━━━━━ Trecho do documento ━━━━━
“A máscara e o
rosto”
“Machuca”,
de Andres Wood, é outra película que reclama uma questão peculiar à existência
humana. Ora, a relação com o outro, a forma como ele nos recebe, sua
hospitalidade ou a falta dela, o compartimentamento das condições sociais,
políticas, financeiras, ideológicas e jurídicas, é um dos lastros que a obra
nos permite reconhecer. Um ambiente interessante para a criação de um filme a
partir das relações infanto-juvenis de pessoas de “classes” distintas. Aliás, é
até irônico falar em classes em relação a este filme, isto por conta do Chile
estar a atravessar a transição Allende/Pinochet, tornando complicada essa
marcação precisa, moderna e ditatorial.
Caminharemos
pelo mote do momento de crise, tanto do país, quanto dos personagens Gonzalo
Infante (Matías Quer) e Pedro Machuca (Ariel Mateluna). Dois jovens que vivem a
crise da passagem da infância para a fase adulta enquanto o país vive uma crise
de identidade ideológica que acaba com a tomada do pode por parte de Pinochet.
Resta
claro que a idéia central esta na estrada entre regimes que se intercambiam e o
modus como isso interfere na formação
da polis e das pessoas que nela
vivem. A crise é um termo que assola toda a existência do humano, ora, só a ele
é dada a percepção de uma sua transcendência e mutação em um mesmo humano,
mesmo que diferente enquanto construção. É a torrente do tempo que nos modifica
e faz da existência o que ela é, nada mais que construção nossa, nada mais,
nada tão real e nada tão inexistente ao mesmo tempo. A relação entre os garotos
figura como um espelho a traduzir a tensão chilena no momento.
Vamos
dizer de algumas questões interessantes que nos sensibilizaram em mais uma
trama que retrata o histórico riquíssimo da América Latina. Dentro desta
relação, temos elementos ideológicos que constituem nossa existência como
humanos - para o bem ou para o mal, ou para além do bem e do mal. Certo é que
há um garoto rico e um garoto pobre. Uma família burguesa e, portanto, mentirosa,
e uma família desestruturada pelos problemas mais corriqueiros, tais como,
bebida, falta de dinheiro, talvez com uma aparência menos irreal que a
primeira. Desse contexto saem dois adolescentes à procura do mundo, como sói
característico dessa fase.
━━━━━ Extrato de dados ━━━━━
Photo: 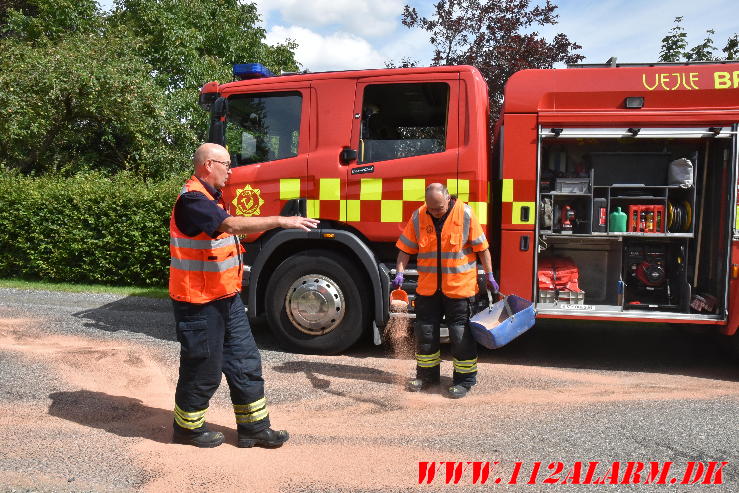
━━━━━
Lista de tarefas:
A. Liste os tipos de condição cujo compartimentamento o texto sobre o filme “Machuca” aponta como um dos lastros da obra.
B. Transcreva o texto sobre o filme “Machuca” de "Caminharemos" a "parte de Pinochet.".
C. Dê continuidade ao texto sobre o filme “Machuca”, começando logo após sua última frase.

Respostas por tarefa:
A. sociais, políticas, financeiras, ideológicas e jurídicas

B.
Caminharemos
pelo mote do momento de crise, tanto do país, quanto dos personagens Gonzalo
Infante (Matías Quer) e Pedro Machuca (Ariel Mateluna). Dois jovens que vivem a
crise da passagem da infância para a fase adulta enquanto o país vive uma crise
de identidade ideológica que acaba com a tomada do pode por parte de Pinochet.

C.
O
encontro entre a realidade de Machuca e de Infante se dá em uma escola
extremamente elitista, mas que a partir de medidas inovadoras de pluralidade,
impostas pelo governo Allende, recebe jovens que não teriam condições de pagar
para freqüentar aquela escola. É interessante que esse encontro se dê dentro da
escola. Local por excelência, de destruição de muitos artistas e da criação de
funcionários padrão. Na película, o padre McEnroe (Ernesto Malbran), diretor do
colégio, se esforça para criar uma relação igualitária entre os jovens, o que
de alguma forma reflete o que ocorre fora dos muros da escola, onde o país
fervilha em uma iminente guerra civil.
No
meio da tensão, na krisis em que o
socialismo de Allende está em perigo de vida, assomado por um tumor ditatorial nominado
Pinochet, não sabe se convalesce e retoma a vida ativa ou se esmaece,
sucumbindo. Figuram jovens, que alusivamente, como de fato ocorre em momentos
assim, acabam agindo com um misto de razão e emoção, por vezes destacados da
realidade em um mundo próprio, mas na maioria delas, sofrendo e imersos em
choques de preconceitos, divergências de classes, problemas com as “castas”
inventadas para distinguir humanos uns dos outros.
Dentre
as descobertas dos dois personagens, aparecem semelhanças que por vezes colocam
a amizade acima de todas as estruturas. No entanto, há momentos em que a
ideologia que impregna cada um dos lados não disfarça mais, e a animalidade
cede lugar ao racionalismo incoerente das classes sociais. Os garotos, adolescentes
que são, oscilam entre uma formação de personalidade e uma fragilidade
infantil, perdem-se no caldeirão de imposições a que cada um deles é lançado. Todas
estas questões simbolizadas nas roupas,
na relação com a família, com a cidade e com as autoridades que iniciam um
processo de tomada de poder.
As
relações estabelecidas entre os seres humanos por vezes superam essa precisão
que ocorria em um Chile em crise. Machuca e Infante beijavam ao mesmo tempo uma
mesma garota Silvana (Manuela Martelli), que transpunha o menino burguês para o
mundo de ideologia de esquerda e pobre financeiramente. Do mesmo modo, Silvana
fazia a transição de Machuca para um mundo burguês, dividindo com ele a lata de
leite condensado que Infante havia comprado. Silvana funcionava como um portal
que levava os garotos para o mundo dos homens, e ao mesmo tempo, levava um a se
ambientar, mesmo que momentaneamente, ao mundo do outro. Essa relação não
parecia possível na disputa pelo poder no Chile. Ao que parece, o único momento
em que os ideais se encontravam era na vontade de estar a frente do país.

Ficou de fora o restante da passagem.